Copy the records below exactly as they are written.

#### Referring expression data
◇ ◇ ◇ ◇

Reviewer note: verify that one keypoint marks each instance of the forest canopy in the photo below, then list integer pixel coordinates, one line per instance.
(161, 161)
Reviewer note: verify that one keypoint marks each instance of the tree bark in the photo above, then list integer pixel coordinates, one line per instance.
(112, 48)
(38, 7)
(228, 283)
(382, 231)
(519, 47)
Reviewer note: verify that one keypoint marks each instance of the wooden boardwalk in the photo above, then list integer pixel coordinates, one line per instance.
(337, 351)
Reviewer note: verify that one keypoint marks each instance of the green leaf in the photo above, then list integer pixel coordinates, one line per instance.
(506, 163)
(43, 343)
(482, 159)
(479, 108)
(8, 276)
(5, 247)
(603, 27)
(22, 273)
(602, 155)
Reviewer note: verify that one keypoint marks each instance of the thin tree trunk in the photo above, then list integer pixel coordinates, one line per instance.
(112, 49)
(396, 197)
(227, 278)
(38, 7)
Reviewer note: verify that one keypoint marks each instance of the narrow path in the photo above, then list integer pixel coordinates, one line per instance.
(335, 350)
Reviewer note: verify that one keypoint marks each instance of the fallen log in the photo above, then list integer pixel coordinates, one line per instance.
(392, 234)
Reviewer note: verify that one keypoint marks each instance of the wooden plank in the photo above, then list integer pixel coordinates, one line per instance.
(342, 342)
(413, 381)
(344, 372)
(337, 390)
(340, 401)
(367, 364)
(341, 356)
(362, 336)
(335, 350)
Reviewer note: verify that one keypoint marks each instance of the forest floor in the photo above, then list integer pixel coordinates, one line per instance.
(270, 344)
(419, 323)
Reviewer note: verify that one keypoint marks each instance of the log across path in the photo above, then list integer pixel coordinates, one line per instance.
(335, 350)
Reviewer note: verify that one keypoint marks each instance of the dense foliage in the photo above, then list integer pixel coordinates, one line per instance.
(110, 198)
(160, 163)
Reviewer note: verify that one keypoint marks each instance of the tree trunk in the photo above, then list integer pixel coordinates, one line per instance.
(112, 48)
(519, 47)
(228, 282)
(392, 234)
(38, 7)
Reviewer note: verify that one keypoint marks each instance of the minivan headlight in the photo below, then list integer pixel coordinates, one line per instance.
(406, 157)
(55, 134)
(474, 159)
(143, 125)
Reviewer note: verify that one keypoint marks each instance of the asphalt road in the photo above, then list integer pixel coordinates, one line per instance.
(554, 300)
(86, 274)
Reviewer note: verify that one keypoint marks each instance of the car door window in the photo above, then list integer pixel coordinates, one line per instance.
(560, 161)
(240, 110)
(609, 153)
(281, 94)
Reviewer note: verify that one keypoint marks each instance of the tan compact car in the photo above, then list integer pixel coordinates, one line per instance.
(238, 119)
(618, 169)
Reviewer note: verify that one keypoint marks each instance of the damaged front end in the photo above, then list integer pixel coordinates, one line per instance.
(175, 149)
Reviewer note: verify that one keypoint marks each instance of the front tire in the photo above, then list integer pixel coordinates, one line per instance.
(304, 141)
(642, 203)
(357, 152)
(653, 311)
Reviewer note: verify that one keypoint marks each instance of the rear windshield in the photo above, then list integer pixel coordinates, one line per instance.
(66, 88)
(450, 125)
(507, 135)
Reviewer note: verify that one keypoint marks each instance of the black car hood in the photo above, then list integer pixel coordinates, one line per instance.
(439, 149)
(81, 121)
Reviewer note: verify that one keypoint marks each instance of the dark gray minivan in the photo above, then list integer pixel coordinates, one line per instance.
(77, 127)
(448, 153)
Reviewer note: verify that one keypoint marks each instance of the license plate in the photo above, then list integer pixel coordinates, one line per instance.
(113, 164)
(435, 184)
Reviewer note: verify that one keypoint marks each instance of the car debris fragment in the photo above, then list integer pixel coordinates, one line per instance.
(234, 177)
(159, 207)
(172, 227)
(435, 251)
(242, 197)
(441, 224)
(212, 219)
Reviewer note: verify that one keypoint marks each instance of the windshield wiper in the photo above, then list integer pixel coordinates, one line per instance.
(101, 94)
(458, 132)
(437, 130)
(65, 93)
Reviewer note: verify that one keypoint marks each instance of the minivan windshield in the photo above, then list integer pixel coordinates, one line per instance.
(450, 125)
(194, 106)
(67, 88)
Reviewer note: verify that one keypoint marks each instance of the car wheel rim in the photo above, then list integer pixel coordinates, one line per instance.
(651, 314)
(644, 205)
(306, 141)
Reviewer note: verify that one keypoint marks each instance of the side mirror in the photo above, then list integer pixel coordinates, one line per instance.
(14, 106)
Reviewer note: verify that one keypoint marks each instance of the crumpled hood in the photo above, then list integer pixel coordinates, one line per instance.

◇ ◇ ◇ ◇

#### RESPONSE AREA
Reviewer note: verify that one keypoint marks each instance of the forest canopy in the photo below, then list integer pixel coordinates, one line per instance.
(161, 161)
Reviewer note: verify that one keypoint marks each instance of the tree bark in the photo above, then list integer pixel coordinates, one line per instance.
(112, 48)
(38, 7)
(228, 283)
(382, 231)
(519, 47)
Reviewer note: verify that one keypoint marks each instance of the wooden boardwalk in the photo above, then list integer pixel coordinates, one line per instance.
(337, 351)
Reviewer note: verify that one keypoint marks each instance of the green leaf in the photo above, then list integer pixel coordinates, one line per instance.
(506, 163)
(43, 343)
(482, 159)
(479, 108)
(8, 276)
(5, 247)
(603, 27)
(22, 273)
(602, 155)
Reviewer note: verify that one keypoint marks each instance of the thin tree trunk in the photo above, then list integer pixel coordinates, one line per instance.
(112, 49)
(396, 197)
(227, 278)
(38, 7)
Reviewer note: verify that one keypoint marks each instance of the narrow path in the photo above, then list integer pixel coordinates, one line per instance.
(335, 350)
Reviewer note: verify that one keypoint marks each instance of the fallen log in the photo above, then list integer pixel coordinates, one line per instance.
(392, 234)
Reviewer note: verify that one keypoint marks each instance of the wooden plank in the photo above, then list integer pixel coordinates, one line per instance.
(342, 342)
(413, 381)
(344, 372)
(337, 390)
(340, 401)
(367, 364)
(341, 356)
(362, 336)
(335, 350)
Reviewer note: verify that one keypoint marks each instance of the forest floor in the photo above, then list integer pixel coordinates, one line per instance.
(270, 344)
(419, 323)
Reviewer note: verify that one keypoint marks each instance of the log across path in the photo above, then list integer pixel coordinates, one line per instance.
(335, 350)
Reviewer note: verify that one keypoint marks each instance of the dense foliage in the photo above, then list integer pixel coordinates, one line per instance.
(110, 198)
(160, 163)
Reviewer note: verify that one keypoint marks each instance of the tree trunk in the photo above, then list integer pixel coordinates, one line per instance.
(112, 48)
(519, 47)
(228, 282)
(392, 234)
(38, 7)
Reviewer note: verify that one keypoint marks each instance of the minivan headlight in the photo below, then list integer pixel coordinates, one line per instance.
(406, 157)
(55, 134)
(474, 159)
(143, 125)
Reviewer note: verify that one keypoint marks each instance of the asphalt road in the photo above, then list integer pixel coordinates, one line per instance.
(554, 300)
(86, 274)
Reviewer note: verify that one keypoint marks each instance of the car door window in the photo above, then list integer pixel coordinates, one line per instance.
(560, 161)
(240, 110)
(609, 153)
(281, 94)
Reviewer note: verify that one keypoint marks each instance of the tan compact car in the photo above, then list integer pixel coordinates, one line per instance.
(238, 119)
(618, 169)
Reviewer note: verify that one keypoint marks each instance of the damaged front end in the photo above, then list integer pixel coordinates, one line per instance.
(175, 149)
Reviewer note: verify that one keypoint marks each instance of the front tire in the photo above, then list integer pixel coordinates, one line per instance.
(304, 141)
(642, 203)
(357, 152)
(653, 311)
Reviewer note: verify that one keypoint marks each instance of the rear windshield in the photo above, then list integer pixel coordinates, one line per instance.
(66, 88)
(450, 125)
(507, 135)
Reviewer note: verify that one keypoint marks each instance of the black car hood in the photo above, then list integer pixel coordinates, one line per instance.
(439, 149)
(81, 121)
Reviewer note: verify that one keypoint marks each instance of the dark gray minivan in the photo above, then list integer pixel coordinates, one line per instance.
(77, 127)
(448, 153)
Reviewer note: verify that one keypoint marks each instance of the license plate in the photo above, then list integer pixel coordinates, one line per instance.
(113, 164)
(435, 184)
Reviewer note: verify that one keypoint marks each instance of the car debris fragment in the photo above, then list integer pixel coordinates, one line per instance.
(234, 177)
(159, 207)
(172, 227)
(435, 251)
(242, 197)
(441, 224)
(212, 219)
Reviewer note: verify that one keypoint marks each instance of the windshield wiper in the photo above, then list integer pixel coordinates, one line per instance.
(101, 94)
(458, 132)
(437, 130)
(65, 93)
Reviewer note: verify that one keypoint marks each instance of the minivan windshield in the photo above, then list integer pixel coordinates, one line per instance.
(450, 125)
(194, 106)
(67, 88)
Reviewer note: verify that one keypoint marks each instance of the car wheel rim in the photo above, then list integer pixel coordinates, one line per instance.
(651, 314)
(644, 205)
(306, 141)
Reviewer note: verify that one keypoint marks each instance of the side mirror in the photo above, then list integer pixel coordinates, one line per instance.
(14, 106)
Reviewer note: verify that one keypoint marks each instance of the crumpled hood in the photo above, then list integer pixel coordinates, one line per instance.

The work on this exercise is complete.